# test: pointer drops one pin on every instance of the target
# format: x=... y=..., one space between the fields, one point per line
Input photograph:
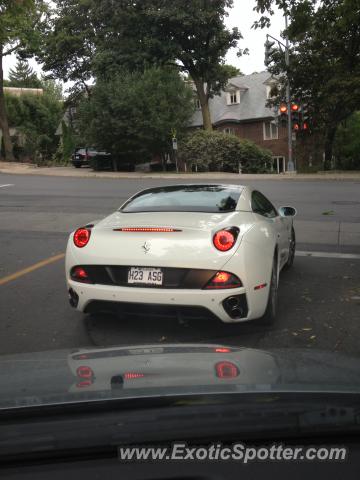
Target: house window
x=233 y=97
x=278 y=165
x=229 y=131
x=271 y=131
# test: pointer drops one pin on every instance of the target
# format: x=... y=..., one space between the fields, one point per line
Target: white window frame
x=271 y=136
x=233 y=97
x=229 y=131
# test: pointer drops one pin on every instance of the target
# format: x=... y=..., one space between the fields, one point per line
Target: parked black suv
x=83 y=156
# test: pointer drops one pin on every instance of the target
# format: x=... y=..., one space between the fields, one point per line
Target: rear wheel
x=292 y=249
x=271 y=307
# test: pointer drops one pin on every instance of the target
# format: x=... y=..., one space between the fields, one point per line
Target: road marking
x=32 y=268
x=353 y=256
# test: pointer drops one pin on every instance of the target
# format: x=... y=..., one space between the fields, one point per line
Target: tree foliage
x=19 y=33
x=69 y=43
x=324 y=62
x=347 y=143
x=97 y=38
x=133 y=114
x=23 y=76
x=215 y=150
x=36 y=119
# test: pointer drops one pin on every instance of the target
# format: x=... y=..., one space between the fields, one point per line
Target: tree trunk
x=328 y=147
x=4 y=125
x=204 y=102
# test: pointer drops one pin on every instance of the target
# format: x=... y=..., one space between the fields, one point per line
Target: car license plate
x=145 y=275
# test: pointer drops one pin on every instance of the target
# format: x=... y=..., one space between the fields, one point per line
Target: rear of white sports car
x=161 y=254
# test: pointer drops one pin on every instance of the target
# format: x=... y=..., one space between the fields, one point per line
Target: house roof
x=252 y=101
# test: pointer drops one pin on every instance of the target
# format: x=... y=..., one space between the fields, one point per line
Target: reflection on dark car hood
x=61 y=377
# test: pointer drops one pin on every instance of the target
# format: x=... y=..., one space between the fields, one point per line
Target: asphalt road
x=319 y=297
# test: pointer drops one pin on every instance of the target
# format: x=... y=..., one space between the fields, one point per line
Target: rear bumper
x=153 y=301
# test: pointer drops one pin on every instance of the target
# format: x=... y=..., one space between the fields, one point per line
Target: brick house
x=241 y=110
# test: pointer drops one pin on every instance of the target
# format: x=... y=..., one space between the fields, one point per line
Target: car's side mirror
x=287 y=211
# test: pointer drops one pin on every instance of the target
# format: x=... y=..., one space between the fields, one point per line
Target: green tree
x=215 y=150
x=191 y=34
x=324 y=62
x=68 y=43
x=23 y=76
x=18 y=22
x=347 y=143
x=132 y=115
x=36 y=119
x=98 y=38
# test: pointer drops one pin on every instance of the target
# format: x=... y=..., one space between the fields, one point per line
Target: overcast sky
x=241 y=16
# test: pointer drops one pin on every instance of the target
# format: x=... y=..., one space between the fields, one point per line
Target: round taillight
x=224 y=240
x=82 y=237
x=84 y=372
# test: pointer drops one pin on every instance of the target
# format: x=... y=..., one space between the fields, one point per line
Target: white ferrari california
x=192 y=250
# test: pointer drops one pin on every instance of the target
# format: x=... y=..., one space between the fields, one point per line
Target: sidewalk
x=29 y=169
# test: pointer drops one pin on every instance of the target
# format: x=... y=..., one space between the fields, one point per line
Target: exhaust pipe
x=73 y=298
x=235 y=306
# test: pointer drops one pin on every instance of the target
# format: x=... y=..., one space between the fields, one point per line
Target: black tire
x=271 y=308
x=292 y=250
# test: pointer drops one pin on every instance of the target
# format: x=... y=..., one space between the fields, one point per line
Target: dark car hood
x=63 y=376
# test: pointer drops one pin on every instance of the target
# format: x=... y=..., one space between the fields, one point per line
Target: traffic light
x=283 y=114
x=269 y=51
x=295 y=117
x=305 y=118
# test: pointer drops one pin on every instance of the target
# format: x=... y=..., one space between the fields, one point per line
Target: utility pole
x=291 y=166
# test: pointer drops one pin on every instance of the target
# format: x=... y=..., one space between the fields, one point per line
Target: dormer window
x=233 y=97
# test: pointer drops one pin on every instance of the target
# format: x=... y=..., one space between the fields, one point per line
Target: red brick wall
x=254 y=131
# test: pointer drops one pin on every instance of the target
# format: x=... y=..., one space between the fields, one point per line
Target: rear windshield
x=191 y=198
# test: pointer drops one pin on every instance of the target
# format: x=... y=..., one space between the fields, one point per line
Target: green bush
x=216 y=151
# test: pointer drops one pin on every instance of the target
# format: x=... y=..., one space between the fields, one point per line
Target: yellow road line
x=32 y=268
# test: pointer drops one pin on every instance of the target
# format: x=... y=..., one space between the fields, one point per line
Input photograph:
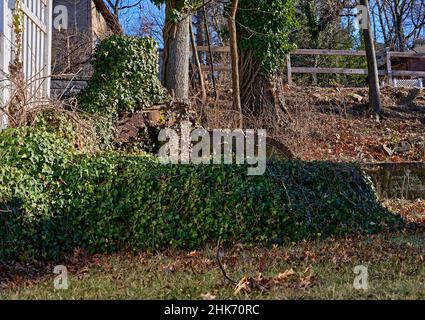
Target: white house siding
x=36 y=47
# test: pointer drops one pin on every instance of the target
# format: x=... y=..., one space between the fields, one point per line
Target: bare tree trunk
x=176 y=53
x=208 y=38
x=374 y=91
x=235 y=61
x=197 y=62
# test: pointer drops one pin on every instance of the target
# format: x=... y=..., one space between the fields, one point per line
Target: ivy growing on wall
x=125 y=77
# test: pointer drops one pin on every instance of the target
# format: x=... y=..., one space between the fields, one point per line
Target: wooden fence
x=385 y=57
x=36 y=47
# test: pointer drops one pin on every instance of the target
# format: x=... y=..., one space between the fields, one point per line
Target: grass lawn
x=308 y=270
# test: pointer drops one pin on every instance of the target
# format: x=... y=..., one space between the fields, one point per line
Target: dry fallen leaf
x=208 y=296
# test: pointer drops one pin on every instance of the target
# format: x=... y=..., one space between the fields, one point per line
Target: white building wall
x=36 y=48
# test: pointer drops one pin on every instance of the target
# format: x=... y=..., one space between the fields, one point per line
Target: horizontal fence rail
x=386 y=60
x=35 y=49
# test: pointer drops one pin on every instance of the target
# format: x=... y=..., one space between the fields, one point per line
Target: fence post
x=389 y=67
x=289 y=69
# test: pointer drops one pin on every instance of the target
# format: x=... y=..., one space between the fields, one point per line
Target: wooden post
x=197 y=62
x=374 y=90
x=289 y=68
x=389 y=67
x=235 y=60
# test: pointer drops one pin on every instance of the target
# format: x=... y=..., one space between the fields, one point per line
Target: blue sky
x=149 y=16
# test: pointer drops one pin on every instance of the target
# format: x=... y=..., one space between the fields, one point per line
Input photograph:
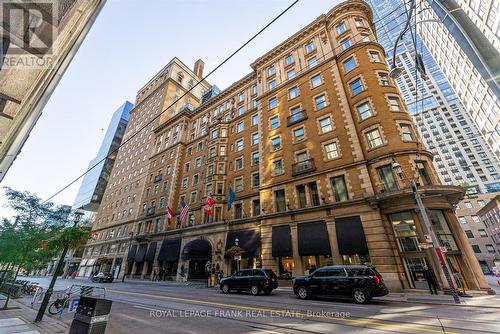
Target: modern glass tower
x=93 y=184
x=461 y=154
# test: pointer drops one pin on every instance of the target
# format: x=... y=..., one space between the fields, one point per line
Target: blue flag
x=230 y=198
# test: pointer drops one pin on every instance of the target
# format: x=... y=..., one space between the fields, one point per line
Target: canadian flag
x=170 y=214
x=209 y=203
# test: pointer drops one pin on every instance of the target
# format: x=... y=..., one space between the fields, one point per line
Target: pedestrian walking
x=430 y=277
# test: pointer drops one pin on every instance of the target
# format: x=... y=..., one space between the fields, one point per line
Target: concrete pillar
x=334 y=246
x=299 y=269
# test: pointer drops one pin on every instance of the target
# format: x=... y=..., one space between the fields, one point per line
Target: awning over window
x=350 y=236
x=131 y=253
x=150 y=255
x=199 y=249
x=169 y=250
x=282 y=242
x=313 y=239
x=141 y=253
x=249 y=240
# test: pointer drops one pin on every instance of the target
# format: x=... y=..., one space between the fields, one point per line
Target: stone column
x=299 y=269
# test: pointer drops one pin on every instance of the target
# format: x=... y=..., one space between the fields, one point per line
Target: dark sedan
x=359 y=283
x=102 y=278
x=253 y=280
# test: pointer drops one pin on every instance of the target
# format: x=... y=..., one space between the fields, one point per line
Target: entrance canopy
x=249 y=240
x=199 y=249
x=141 y=253
x=313 y=239
x=169 y=250
x=131 y=253
x=350 y=236
x=150 y=255
x=282 y=242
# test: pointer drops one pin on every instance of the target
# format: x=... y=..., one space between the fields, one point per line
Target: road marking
x=319 y=316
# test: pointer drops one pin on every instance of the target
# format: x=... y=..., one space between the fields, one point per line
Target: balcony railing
x=296 y=117
x=150 y=211
x=302 y=167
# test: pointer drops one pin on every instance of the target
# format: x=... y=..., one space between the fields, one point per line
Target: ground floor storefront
x=389 y=238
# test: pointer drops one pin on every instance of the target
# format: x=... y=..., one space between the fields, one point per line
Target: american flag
x=183 y=212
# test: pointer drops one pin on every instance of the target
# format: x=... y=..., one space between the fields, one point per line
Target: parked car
x=102 y=278
x=359 y=283
x=253 y=280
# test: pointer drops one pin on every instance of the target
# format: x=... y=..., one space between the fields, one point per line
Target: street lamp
x=131 y=234
x=438 y=252
x=77 y=216
x=237 y=257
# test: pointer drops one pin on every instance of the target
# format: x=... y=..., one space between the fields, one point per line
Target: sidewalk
x=18 y=319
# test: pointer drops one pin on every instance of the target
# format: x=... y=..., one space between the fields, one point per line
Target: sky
x=128 y=44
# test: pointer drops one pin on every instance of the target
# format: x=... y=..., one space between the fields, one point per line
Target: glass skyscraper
x=94 y=182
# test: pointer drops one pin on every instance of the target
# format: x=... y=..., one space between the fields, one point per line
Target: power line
x=184 y=94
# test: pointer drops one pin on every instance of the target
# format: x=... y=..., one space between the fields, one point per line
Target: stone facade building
x=306 y=141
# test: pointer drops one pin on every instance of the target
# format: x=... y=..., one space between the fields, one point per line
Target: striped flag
x=183 y=212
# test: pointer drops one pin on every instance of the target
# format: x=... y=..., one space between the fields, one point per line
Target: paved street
x=151 y=308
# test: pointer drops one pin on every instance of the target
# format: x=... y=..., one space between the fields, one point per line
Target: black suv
x=359 y=283
x=253 y=280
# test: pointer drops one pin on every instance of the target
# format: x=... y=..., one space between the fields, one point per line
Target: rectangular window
x=312 y=62
x=313 y=191
x=309 y=47
x=331 y=151
x=407 y=134
x=341 y=28
x=374 y=56
x=280 y=202
x=276 y=144
x=301 y=196
x=346 y=43
x=340 y=188
x=255 y=180
x=356 y=86
x=256 y=207
x=239 y=127
x=278 y=167
x=255 y=138
x=238 y=184
x=349 y=64
x=274 y=122
x=374 y=139
x=320 y=102
x=316 y=81
x=325 y=125
x=293 y=93
x=272 y=84
x=255 y=158
x=273 y=103
x=239 y=145
x=239 y=164
x=383 y=79
x=394 y=104
x=365 y=110
x=271 y=70
x=255 y=119
x=387 y=178
x=298 y=135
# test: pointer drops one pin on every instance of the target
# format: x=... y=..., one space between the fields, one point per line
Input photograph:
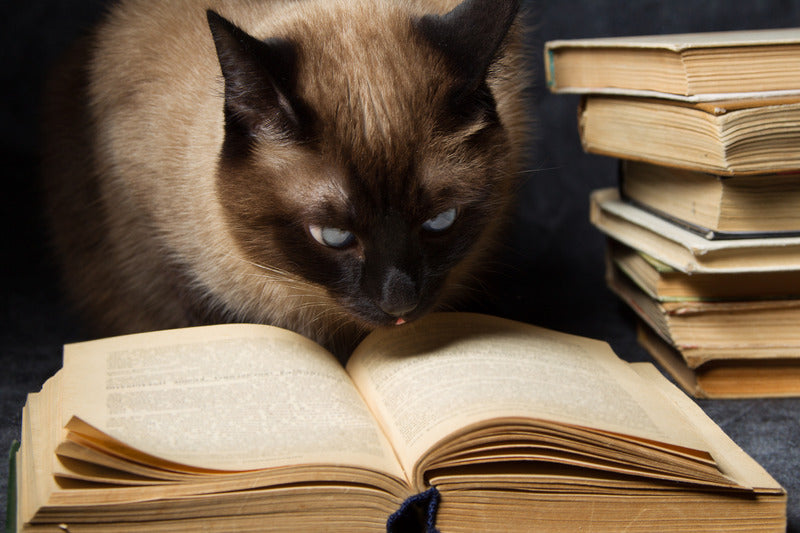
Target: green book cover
x=11 y=502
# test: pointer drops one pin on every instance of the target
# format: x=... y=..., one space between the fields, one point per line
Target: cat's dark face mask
x=377 y=184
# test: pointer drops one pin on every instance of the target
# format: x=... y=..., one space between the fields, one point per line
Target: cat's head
x=365 y=152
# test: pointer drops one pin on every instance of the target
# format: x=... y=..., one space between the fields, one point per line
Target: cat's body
x=350 y=173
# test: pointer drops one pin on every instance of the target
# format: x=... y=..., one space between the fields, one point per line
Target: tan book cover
x=684 y=250
x=693 y=66
x=251 y=427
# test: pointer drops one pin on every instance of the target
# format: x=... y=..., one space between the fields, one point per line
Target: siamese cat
x=326 y=166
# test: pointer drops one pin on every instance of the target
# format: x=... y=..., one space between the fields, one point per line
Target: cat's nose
x=398 y=293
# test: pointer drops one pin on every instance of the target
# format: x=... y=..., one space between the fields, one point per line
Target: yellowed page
x=233 y=397
x=39 y=435
x=731 y=459
x=449 y=371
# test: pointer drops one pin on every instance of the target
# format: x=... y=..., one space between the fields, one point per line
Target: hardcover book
x=241 y=427
x=729 y=137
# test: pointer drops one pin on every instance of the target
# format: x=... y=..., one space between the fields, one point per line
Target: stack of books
x=704 y=228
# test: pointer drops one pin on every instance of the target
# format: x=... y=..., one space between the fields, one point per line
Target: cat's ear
x=470 y=36
x=259 y=81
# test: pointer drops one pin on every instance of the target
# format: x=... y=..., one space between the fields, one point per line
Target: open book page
x=231 y=397
x=39 y=436
x=732 y=460
x=432 y=378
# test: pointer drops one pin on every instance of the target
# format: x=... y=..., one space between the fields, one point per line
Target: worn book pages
x=690 y=67
x=223 y=399
x=685 y=250
x=229 y=427
x=497 y=379
x=729 y=137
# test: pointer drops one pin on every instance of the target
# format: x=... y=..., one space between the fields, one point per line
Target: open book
x=242 y=427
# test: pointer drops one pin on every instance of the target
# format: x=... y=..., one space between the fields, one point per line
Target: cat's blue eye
x=442 y=221
x=333 y=237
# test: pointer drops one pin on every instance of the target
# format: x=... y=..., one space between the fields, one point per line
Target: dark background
x=555 y=259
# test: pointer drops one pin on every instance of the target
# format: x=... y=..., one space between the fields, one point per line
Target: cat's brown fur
x=160 y=223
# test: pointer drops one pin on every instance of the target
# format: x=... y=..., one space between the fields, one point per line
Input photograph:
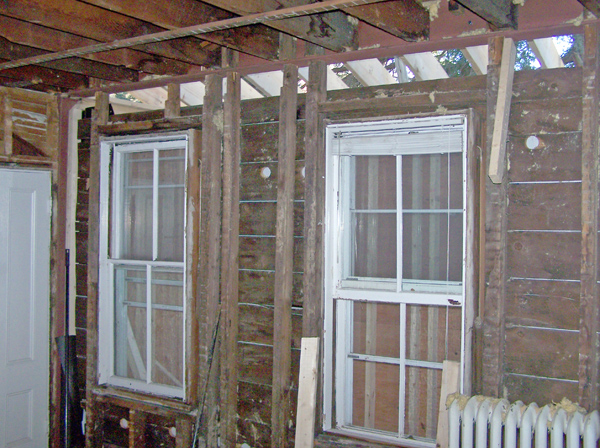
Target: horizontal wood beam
x=331 y=30
x=499 y=13
x=406 y=19
x=102 y=25
x=591 y=5
x=41 y=37
x=258 y=40
x=251 y=19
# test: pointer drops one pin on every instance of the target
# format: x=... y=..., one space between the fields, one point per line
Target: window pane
x=374 y=245
x=171 y=204
x=425 y=183
x=136 y=209
x=375 y=395
x=433 y=333
x=376 y=329
x=167 y=327
x=130 y=322
x=374 y=182
x=422 y=401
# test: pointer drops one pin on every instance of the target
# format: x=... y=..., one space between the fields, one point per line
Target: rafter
x=41 y=37
x=477 y=57
x=258 y=40
x=80 y=66
x=499 y=13
x=331 y=30
x=105 y=26
x=406 y=19
x=424 y=66
x=592 y=5
x=546 y=52
x=370 y=72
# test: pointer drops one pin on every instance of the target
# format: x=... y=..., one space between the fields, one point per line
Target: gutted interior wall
x=538 y=356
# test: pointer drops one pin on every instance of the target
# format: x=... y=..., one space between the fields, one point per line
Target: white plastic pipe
x=591 y=430
x=511 y=423
x=496 y=423
x=468 y=420
x=541 y=428
x=453 y=425
x=574 y=430
x=559 y=424
x=483 y=417
x=527 y=423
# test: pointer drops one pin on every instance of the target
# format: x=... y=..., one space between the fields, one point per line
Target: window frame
x=337 y=288
x=111 y=151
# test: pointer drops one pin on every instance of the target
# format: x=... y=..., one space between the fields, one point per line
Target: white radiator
x=481 y=422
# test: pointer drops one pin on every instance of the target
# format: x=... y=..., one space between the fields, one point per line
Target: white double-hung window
x=142 y=301
x=395 y=270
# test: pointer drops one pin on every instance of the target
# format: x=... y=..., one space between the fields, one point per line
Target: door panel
x=24 y=307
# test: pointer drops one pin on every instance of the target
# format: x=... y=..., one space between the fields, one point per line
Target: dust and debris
x=577 y=20
x=433 y=6
x=476 y=32
x=568 y=406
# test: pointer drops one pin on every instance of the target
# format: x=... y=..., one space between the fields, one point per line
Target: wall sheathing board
x=543 y=231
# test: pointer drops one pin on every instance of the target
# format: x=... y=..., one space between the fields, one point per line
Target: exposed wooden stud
x=192 y=247
x=183 y=438
x=495 y=247
x=284 y=249
x=229 y=253
x=173 y=102
x=450 y=385
x=588 y=300
x=212 y=128
x=7 y=123
x=99 y=117
x=137 y=428
x=307 y=393
x=502 y=113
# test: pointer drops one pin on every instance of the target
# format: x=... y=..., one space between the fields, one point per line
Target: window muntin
x=396 y=254
x=142 y=302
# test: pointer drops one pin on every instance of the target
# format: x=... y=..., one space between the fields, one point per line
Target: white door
x=25 y=207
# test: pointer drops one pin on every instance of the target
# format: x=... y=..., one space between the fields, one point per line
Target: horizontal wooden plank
x=559 y=159
x=259 y=218
x=257 y=287
x=532 y=85
x=543 y=303
x=259 y=142
x=544 y=206
x=539 y=390
x=256 y=363
x=256 y=186
x=545 y=116
x=542 y=352
x=546 y=255
x=256 y=325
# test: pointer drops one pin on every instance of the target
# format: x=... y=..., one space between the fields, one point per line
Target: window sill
x=151 y=404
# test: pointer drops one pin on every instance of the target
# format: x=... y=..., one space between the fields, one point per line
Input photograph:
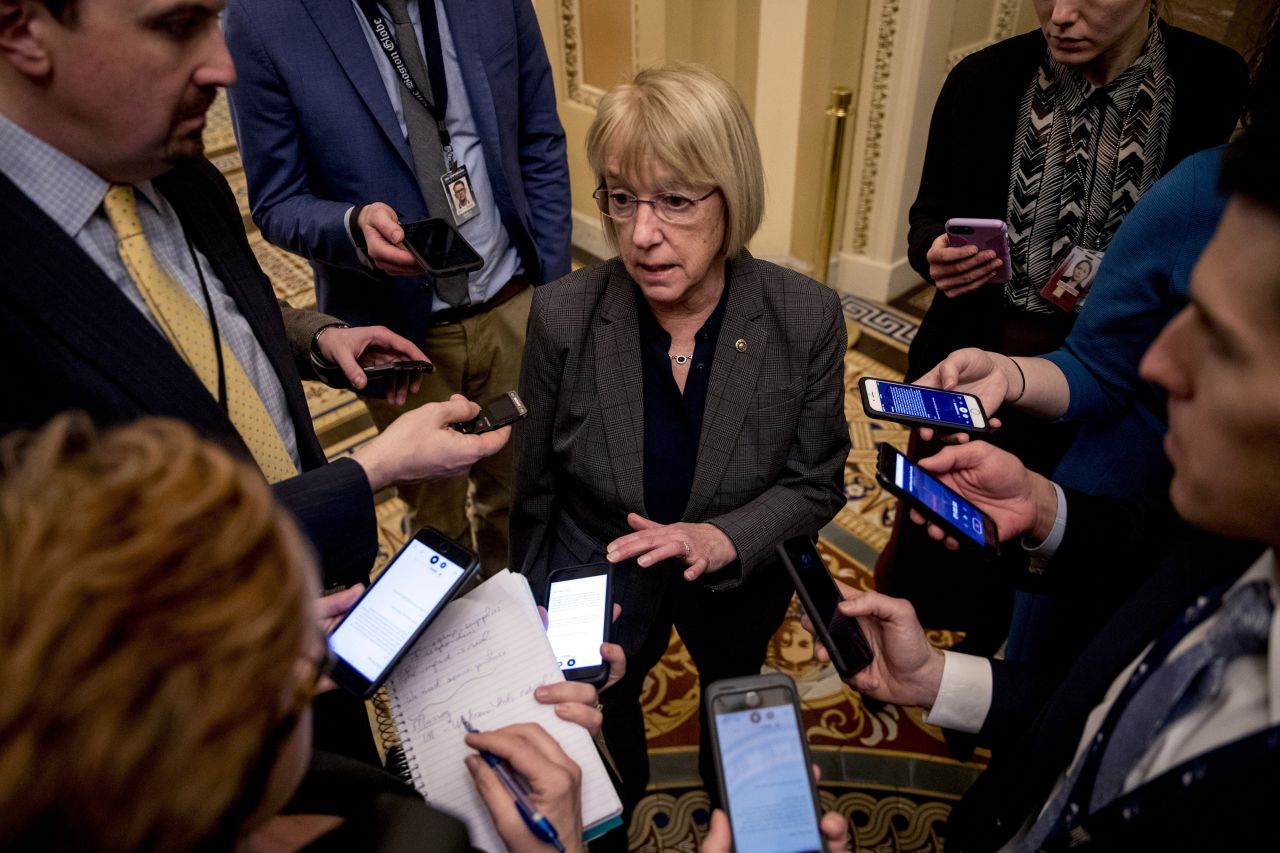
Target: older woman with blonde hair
x=685 y=400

---

Aim: Display every line in the records that contains the word "rear".

Result of this task:
Target: rear wheel
Target: rear of white sports car
Target: rear bumper
Target: rear windshield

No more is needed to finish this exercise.